Avatar of: JonRichfield

JonRichfield

Posts: 125

June 18, 2015

The preceding remarks both are reasonable and I accept both at face value. I do not represent such abuses as those described in the article as being typical practice, but they certainly are far too frequent to be tolerable in science.

Honesty and competence in science are not just of huge material importance to the community, but matters of great concern to those of us who commit themselves personally, intellectually and professionally to the one field of human endeavour that is most purely dedicated to truth and logic. Dishonesty in pursuit of credit for work that in fact is futilely incompetent in science should be as open to legal and material professional sanctions as in medicine or engineering. And some abuses in those fields also should be far more strictly policed than in practice they are.

Some habitual offenders explode with indignation at any such suggestion; it seems that it is beneath their dignity to be policed, but personally I hardly feel my dignity so much as squirming at the thought. By way of analogy, as a non-perpetrater of say, child abuse, I find myself blithely in favour of laws against such practices; it is the actual offenders who disapprove most loudly.

Problem statement: Please say whether each statement below agrees with the forum post above, answering yes or no and quoting the deciding words of the post. (a) The writer presents the abuses described in the article as typical practice. (b) The writer holds that dishonesty in science should be open to sanctions as in medicine or engineering. (c) The writer says some habitual offenders react with indignation to any suggestion of policing.

Supplied entries:

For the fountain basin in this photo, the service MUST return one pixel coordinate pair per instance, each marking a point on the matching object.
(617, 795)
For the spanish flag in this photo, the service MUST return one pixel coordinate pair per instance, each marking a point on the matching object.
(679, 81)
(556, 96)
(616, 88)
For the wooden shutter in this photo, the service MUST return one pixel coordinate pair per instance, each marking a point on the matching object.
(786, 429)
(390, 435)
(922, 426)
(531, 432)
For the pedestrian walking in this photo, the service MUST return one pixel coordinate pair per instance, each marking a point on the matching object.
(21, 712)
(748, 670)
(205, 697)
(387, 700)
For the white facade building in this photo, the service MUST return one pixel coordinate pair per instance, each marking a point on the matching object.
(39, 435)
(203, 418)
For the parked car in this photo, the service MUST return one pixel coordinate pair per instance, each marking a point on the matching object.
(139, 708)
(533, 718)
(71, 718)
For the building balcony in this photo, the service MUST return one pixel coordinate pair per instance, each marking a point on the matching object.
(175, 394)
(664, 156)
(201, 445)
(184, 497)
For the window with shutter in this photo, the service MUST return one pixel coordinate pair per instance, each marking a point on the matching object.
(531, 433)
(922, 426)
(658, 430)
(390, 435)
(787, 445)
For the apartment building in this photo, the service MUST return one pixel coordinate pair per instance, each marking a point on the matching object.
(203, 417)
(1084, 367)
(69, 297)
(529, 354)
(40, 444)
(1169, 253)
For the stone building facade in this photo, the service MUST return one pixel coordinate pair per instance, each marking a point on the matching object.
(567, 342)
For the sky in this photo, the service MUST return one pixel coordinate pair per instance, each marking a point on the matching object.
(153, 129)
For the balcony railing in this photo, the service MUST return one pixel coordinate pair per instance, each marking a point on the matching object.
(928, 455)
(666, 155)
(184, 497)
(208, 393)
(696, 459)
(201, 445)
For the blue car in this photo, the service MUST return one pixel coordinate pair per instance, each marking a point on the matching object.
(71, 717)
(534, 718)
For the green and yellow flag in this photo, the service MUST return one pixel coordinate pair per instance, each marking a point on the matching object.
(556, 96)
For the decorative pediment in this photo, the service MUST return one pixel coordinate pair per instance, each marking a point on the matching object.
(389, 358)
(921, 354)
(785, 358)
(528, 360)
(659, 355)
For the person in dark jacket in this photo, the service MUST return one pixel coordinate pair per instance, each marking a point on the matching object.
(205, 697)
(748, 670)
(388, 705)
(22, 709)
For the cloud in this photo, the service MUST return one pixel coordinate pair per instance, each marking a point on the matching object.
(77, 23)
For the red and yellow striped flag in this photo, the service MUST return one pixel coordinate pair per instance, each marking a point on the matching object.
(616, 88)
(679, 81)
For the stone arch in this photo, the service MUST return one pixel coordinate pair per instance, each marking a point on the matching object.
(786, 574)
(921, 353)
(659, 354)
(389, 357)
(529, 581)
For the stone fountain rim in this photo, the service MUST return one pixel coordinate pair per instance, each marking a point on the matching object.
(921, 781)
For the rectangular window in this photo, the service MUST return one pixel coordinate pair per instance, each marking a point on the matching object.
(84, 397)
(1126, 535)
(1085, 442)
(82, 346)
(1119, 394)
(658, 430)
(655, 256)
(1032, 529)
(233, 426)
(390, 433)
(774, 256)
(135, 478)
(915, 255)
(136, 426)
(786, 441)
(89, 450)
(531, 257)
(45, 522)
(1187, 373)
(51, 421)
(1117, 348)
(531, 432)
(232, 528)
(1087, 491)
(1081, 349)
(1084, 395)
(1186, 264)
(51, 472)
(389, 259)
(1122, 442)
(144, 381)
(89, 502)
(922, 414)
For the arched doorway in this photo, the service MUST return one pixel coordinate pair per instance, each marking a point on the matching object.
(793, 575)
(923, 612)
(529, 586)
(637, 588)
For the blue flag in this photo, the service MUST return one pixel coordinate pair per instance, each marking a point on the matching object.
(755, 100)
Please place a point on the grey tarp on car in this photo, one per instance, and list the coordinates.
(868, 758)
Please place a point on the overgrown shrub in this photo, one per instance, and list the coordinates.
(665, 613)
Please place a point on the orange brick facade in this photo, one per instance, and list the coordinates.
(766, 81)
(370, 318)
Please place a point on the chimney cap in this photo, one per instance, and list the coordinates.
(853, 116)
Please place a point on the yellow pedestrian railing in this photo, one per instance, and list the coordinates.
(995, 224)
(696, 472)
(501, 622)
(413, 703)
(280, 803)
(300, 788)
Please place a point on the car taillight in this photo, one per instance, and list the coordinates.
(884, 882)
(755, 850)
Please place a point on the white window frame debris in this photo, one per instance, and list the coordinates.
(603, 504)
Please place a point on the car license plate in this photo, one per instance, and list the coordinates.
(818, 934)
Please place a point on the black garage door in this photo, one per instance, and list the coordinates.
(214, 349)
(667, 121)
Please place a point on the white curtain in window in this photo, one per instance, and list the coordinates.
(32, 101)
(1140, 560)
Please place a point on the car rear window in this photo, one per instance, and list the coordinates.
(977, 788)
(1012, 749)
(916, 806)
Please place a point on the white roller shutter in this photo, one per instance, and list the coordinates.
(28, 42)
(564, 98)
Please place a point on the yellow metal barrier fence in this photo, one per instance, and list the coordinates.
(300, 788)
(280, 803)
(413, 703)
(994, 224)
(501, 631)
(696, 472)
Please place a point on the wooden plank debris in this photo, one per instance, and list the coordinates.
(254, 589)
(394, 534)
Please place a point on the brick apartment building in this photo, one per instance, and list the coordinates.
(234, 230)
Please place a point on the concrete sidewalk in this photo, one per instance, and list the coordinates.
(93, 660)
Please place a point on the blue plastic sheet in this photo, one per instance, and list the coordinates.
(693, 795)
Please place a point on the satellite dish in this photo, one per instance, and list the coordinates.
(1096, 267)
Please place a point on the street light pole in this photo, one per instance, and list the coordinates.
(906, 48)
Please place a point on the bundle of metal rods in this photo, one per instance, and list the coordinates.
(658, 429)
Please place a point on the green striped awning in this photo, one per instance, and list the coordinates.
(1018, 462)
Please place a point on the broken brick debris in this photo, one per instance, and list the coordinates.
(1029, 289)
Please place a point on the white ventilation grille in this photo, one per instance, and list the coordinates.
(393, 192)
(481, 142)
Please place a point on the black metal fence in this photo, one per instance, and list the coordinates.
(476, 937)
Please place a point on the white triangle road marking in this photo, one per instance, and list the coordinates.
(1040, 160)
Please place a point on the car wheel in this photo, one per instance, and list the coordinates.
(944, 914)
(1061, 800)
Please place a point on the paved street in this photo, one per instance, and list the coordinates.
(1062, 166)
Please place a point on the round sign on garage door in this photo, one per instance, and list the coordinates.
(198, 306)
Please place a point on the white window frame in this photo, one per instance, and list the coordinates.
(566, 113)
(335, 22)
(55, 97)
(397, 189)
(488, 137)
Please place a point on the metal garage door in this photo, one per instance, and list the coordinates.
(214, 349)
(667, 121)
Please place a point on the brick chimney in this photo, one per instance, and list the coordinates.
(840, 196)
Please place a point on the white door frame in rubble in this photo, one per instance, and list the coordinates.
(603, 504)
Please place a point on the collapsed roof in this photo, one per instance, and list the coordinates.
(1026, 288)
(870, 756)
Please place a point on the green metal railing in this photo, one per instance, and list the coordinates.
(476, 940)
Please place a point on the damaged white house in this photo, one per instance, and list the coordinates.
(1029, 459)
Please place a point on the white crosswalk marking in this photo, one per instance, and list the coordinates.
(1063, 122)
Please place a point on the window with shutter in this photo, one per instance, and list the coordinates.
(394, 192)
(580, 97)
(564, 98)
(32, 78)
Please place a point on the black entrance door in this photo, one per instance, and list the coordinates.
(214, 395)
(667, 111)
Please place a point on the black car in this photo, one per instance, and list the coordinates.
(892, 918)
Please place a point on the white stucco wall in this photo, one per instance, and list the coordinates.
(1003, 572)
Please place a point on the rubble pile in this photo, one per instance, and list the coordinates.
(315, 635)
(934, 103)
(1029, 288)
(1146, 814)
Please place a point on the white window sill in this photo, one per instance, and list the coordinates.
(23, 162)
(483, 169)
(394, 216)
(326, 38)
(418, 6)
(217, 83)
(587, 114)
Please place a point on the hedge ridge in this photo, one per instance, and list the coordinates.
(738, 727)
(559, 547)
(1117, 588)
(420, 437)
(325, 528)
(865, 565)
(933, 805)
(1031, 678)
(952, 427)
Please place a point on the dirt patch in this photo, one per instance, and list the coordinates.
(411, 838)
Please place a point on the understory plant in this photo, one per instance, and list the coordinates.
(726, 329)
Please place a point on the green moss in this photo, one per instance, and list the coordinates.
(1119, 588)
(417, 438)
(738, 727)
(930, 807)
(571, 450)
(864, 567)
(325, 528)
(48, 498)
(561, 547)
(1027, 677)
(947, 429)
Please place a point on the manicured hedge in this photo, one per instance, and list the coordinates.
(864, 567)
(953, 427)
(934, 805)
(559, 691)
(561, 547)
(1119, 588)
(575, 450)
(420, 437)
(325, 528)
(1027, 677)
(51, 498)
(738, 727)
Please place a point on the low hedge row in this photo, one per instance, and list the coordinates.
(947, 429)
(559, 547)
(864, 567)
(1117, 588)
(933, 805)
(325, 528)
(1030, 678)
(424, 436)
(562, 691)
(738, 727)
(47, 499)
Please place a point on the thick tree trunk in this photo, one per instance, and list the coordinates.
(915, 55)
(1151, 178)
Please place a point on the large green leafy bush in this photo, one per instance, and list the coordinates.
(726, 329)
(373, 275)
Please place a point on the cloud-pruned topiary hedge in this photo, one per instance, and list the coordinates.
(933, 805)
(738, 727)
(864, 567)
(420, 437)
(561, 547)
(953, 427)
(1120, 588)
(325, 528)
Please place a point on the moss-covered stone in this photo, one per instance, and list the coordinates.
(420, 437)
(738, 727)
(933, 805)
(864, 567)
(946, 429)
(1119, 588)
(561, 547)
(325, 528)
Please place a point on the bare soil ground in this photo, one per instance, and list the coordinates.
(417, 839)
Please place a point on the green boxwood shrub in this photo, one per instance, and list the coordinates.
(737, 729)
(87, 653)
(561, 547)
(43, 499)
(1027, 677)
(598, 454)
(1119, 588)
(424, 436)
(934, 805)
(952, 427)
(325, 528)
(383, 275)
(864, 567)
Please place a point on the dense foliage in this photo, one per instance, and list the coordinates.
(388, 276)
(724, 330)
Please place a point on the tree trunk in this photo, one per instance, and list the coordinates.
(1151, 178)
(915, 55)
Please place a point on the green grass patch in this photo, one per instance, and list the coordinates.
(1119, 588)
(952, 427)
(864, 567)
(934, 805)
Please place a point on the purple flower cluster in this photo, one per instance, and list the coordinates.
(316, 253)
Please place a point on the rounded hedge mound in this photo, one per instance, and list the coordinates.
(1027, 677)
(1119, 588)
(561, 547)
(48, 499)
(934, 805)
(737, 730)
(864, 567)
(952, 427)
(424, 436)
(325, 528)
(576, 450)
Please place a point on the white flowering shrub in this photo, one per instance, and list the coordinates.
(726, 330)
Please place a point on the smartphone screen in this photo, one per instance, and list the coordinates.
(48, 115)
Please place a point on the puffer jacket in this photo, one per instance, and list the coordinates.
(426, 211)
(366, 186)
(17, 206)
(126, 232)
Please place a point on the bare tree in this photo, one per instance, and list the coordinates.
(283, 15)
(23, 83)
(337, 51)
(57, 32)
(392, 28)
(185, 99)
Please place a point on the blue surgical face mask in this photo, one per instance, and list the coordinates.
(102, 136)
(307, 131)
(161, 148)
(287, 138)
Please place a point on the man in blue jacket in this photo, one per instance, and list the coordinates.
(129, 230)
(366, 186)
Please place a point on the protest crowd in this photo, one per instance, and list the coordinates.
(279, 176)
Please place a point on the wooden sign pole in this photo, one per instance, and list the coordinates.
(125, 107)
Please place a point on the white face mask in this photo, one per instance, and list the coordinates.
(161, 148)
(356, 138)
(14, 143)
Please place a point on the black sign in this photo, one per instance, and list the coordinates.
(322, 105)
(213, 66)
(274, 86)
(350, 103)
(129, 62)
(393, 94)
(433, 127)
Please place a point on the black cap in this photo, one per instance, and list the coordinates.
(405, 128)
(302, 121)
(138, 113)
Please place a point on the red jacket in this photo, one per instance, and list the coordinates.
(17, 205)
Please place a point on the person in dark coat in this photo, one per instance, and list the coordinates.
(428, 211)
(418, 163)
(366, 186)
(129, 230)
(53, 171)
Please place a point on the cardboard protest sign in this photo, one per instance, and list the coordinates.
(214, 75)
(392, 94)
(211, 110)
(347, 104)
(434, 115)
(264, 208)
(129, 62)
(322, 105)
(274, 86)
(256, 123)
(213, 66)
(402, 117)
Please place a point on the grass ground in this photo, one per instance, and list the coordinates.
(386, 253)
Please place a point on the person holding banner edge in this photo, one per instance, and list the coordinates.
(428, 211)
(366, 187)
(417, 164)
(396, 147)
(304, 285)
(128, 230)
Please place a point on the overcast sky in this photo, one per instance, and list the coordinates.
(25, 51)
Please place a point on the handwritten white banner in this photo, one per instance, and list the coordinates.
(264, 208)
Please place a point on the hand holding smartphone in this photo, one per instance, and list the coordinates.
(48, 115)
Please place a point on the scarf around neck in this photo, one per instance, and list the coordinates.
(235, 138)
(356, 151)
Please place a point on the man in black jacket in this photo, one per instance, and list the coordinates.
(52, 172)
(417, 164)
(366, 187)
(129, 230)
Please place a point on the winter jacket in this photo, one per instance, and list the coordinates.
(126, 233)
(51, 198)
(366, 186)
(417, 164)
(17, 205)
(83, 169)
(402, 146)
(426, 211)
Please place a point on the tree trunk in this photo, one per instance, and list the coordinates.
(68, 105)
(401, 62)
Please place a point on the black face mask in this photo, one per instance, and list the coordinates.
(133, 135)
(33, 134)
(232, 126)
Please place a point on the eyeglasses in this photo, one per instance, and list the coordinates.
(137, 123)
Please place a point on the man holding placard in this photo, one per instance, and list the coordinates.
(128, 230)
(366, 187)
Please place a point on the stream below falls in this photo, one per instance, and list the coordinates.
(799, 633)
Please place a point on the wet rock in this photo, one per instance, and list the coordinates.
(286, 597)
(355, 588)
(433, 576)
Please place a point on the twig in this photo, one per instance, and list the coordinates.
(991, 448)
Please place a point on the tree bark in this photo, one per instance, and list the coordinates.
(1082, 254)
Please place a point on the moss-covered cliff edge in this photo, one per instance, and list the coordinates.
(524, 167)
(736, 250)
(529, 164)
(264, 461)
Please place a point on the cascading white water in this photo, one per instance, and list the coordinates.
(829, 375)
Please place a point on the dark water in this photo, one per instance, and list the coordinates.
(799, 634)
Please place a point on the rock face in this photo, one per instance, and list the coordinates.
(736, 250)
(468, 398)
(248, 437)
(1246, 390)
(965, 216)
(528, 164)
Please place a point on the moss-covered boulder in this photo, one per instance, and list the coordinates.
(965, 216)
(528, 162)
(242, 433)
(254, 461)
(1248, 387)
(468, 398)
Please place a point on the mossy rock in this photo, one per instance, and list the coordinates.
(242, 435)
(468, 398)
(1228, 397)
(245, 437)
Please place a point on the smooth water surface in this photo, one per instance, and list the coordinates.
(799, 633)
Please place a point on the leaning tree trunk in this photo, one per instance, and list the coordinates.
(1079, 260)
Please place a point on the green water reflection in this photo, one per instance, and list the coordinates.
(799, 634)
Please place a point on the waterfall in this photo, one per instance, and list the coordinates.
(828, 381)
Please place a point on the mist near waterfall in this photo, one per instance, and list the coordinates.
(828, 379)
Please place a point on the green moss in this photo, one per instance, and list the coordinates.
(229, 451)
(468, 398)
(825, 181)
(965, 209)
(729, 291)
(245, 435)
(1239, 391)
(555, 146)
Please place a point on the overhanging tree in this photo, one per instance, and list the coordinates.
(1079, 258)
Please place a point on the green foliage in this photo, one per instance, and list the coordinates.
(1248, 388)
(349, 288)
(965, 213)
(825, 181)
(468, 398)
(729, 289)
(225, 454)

Solution for this exercise:
(a) No: "I do not represent such abuses as those described in the article as being typical practice"
(b) Yes: "should be as open to legal and material professional sanctions as in medicine or engineering"
(c) Yes: "Some habitual offenders explode with indignation at any such suggestion"